All entries should be output exactly as they stand.

== Entries shown ==

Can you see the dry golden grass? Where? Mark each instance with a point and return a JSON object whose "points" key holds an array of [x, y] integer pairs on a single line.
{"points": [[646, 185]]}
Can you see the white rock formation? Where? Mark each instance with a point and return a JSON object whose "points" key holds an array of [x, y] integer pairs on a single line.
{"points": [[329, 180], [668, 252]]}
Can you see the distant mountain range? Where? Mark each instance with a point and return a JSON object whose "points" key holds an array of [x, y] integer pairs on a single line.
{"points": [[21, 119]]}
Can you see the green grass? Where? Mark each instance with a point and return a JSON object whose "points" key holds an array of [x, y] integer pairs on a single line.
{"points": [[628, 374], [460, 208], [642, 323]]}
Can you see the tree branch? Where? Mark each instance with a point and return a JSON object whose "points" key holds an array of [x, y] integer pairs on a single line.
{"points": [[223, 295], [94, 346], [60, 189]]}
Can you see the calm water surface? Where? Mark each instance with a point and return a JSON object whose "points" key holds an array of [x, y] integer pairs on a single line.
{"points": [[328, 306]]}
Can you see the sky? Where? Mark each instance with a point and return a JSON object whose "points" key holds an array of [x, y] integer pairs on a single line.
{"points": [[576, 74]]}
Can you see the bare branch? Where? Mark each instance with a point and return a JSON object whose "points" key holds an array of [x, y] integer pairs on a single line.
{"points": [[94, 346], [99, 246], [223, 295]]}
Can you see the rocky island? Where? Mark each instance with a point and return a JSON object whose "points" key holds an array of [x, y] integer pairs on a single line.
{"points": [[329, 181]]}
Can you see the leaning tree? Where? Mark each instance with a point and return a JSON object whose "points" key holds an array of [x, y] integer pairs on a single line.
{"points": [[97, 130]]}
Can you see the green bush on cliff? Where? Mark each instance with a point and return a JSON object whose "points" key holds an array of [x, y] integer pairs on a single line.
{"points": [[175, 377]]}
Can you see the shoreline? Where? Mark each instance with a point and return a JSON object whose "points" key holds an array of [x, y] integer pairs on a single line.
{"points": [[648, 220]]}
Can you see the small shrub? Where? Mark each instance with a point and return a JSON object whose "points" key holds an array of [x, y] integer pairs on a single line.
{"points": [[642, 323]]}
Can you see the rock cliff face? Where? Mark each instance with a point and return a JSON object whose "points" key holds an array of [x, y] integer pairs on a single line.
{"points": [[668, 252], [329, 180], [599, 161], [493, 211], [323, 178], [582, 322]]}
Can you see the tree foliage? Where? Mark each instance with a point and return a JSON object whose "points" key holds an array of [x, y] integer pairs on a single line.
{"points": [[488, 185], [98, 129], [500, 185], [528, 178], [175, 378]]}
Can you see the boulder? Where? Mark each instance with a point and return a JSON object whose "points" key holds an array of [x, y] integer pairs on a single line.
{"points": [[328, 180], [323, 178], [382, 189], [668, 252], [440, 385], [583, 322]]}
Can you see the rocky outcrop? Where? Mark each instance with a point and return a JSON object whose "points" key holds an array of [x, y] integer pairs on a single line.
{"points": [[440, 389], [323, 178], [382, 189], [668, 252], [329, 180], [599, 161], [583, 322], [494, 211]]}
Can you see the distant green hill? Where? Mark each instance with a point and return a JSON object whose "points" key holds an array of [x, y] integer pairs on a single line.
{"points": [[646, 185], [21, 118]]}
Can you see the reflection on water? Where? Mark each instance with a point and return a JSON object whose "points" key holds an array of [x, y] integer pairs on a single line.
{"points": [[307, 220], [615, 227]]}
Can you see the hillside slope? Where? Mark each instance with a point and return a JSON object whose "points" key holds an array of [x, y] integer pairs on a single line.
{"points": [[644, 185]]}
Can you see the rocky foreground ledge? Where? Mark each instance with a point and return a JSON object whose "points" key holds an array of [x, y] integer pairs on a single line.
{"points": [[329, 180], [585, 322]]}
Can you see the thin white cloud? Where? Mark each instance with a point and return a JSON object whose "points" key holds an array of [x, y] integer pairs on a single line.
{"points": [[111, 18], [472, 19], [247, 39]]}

===

▶ _Response below_:
Can you see the dry golden grass? Where? Mark each instance with a point and return a JSON object whose "points" key holds an array of [x, y] integer pairs on a single line.
{"points": [[646, 185]]}
Can you see the white rock formation? Where? Mark each instance with a point and return a JSON object whose "points" key holds an array of [x, y] integer pairs on a single line.
{"points": [[329, 180], [668, 252]]}
Can you see the distant mountain range? Where? Mark each instance with a point and return a JSON object whose "points" key holds an array of [x, y] integer pairs on a single line.
{"points": [[21, 119]]}
Can you see the green grass? Where? Mark each instance with a point and return a JSON object whose "points" key holds an array of [x, y] integer pairs on a single line.
{"points": [[628, 374], [460, 208], [642, 323]]}
Can you see the tree branch? Where? Mark each instance with a point and return a JSON object whose "points" key holds an array of [x, y] integer pairs on a single line.
{"points": [[223, 295], [94, 346], [60, 189]]}
Can you see the calm water surface? Where? Mark each instance with a point and return a JSON object whose "points" key holds an array of [x, y] integer pairs on a single line.
{"points": [[328, 306]]}
Can you see the sky? Where? Mark each instance with a point and return a JSON object whose "points" key holds an array of [x, y] integer pairs on a single line.
{"points": [[576, 74]]}
Can you see the bare branch? Where? Mark each instance with a point and return a JSON object whose "points" key holds an array of [x, y] integer pairs on a single line.
{"points": [[94, 346], [99, 246], [223, 295]]}
Can you see the rocky island? Where? Mark each instance with a point and return a JSON object whose "points" key holds an array of [x, y] integer pairs on a single line.
{"points": [[329, 181]]}
Can you see the leaning tree? Where? Mark each instance with a point and return a JSON object whose "points" key holds an array of [x, y] integer pairs on a single line.
{"points": [[97, 130]]}
Can you see the green bush on cliff? Where? Mark each instance with a point and return a JSON object whose "points" key holds an array of [x, y] integer pairs on a single line.
{"points": [[175, 377]]}
Can you see the shoreline? Where? Mark each instance with a point and return a JSON object whose "points" key holds an array of [x, y] integer pairs on a single line.
{"points": [[648, 220]]}
Can you see the small shrub? Where? Mark each instance with a point and return a JSON object whose "points" key holds an array of [x, y] integer pairs on a single line.
{"points": [[642, 323]]}
Can you see the rock cliff face? Where? Mark each instance with a point and return a JSON object whose "points" key holds an array of [x, y] integer pairs on a single line.
{"points": [[668, 252], [329, 180], [599, 161], [493, 211], [323, 178], [582, 322]]}
Can you see the tree foliage? Where? Mark each instance with a point and return a JSON object whose "points" key holds an array of [x, y] integer pairs on a single line.
{"points": [[488, 185], [98, 129], [500, 185], [528, 178], [175, 378]]}
Can you see the boulder? Where? Mark each instance with a point and return a JSON object whose "points" key holds an array of [x, y] integer pairs on a single line.
{"points": [[328, 180], [323, 178], [382, 189], [668, 252], [440, 385], [583, 322]]}
Can you see the rocky outcrop? Where? Mark each instance with a point and return a JSON object whose "points" key holds an array of [x, y] integer pairs on a single line.
{"points": [[440, 389], [323, 178], [382, 189], [668, 252], [329, 180], [599, 161], [583, 322], [494, 211]]}
Can you see the distant green hill? Where? Mark each instance with a point and return a JSON object whose "points" key holds an array of [x, y] integer pairs on a single line.
{"points": [[646, 185], [21, 118]]}
Can you see the reflection on water? Where? Mark each instance with a point and return a JSON object whose "points" key holds an array of [x, y] integer pairs on a single line.
{"points": [[307, 220], [615, 227]]}
Can you see the hillside slope? Where? Mark each instance with a point and return a JSON object whose "points" key holds an array of [x, y] integer pairs on a single line.
{"points": [[644, 185]]}
Can you see the rocky foreground ledge? Where? Mark each instance with a point and return a JSON object whose "points" key holds an array of [x, y] integer pairs on a single line.
{"points": [[329, 180], [585, 322]]}
Can you see the thin white cloud? Where? Mark each instance with a point and return a JSON object whose "points" key holds an array of [x, y] integer pairs on a single line.
{"points": [[111, 18], [472, 19], [247, 39]]}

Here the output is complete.